Document:
*****
There is only one thing we can do about it, whinge amongst ourselves, because 'they' are impervious to complaints.
Well, almost. As far as their punitive penalty charges go, I find it is simply a matter of ringing your bank and demanding that the penalty charges be immediately refunded. Sometimes an actual letter is required, but usually they fold on a mere phone call. As a matter of strict policy, I always insist on referring to the offending penalty bank charges as "thefts" from my account and/or "bank robbery".
But internet passwords are a harder nut to crack. One bank I do business with recently changed their internet login requirement so that not only must their passwords be 8 character alpha-numeric, but also contain both upper and lower case characters, plus to top it all off must contain at least one special character such as * or #.
Obviously this is designed to ensure you cannot use any existing password combination you might have memorised, but must create an entirely new and unintelligible one you will either write down for the burglar's convenience, or instantly forget and never be able to access your funds.
Either way, the bank is covered. Any unauthorised access to your bank will in future be your fault, for failing to comply with their impossible policy requirement that you must memorise multiple gibberish passwords.
*****
Given information:

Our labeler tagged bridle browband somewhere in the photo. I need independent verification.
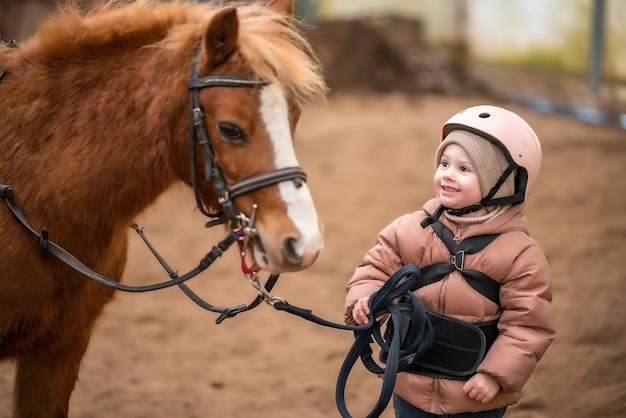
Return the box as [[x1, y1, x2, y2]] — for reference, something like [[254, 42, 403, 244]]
[[0, 43, 306, 323], [0, 40, 424, 418], [187, 46, 306, 221]]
*****
What to produce: Write out, word for word, the section of the passage about banks that begins with the words containing "Obviously this is" and ends with "multiple gibberish passwords.". Work only from the passage about banks; the lines play no part here.

Finished exercise:
Obviously this is designed to ensure you cannot use any existing password combination you might have memorised, but must create an entirely new and unintelligible one you will either write down for the burglar's convenience, or instantly forget and never be able to access your funds.
Either way, the bank is covered. Any unauthorised access to your bank will in future be your fault, for failing to comply with their impossible policy requirement that you must memorise multiple gibberish passwords.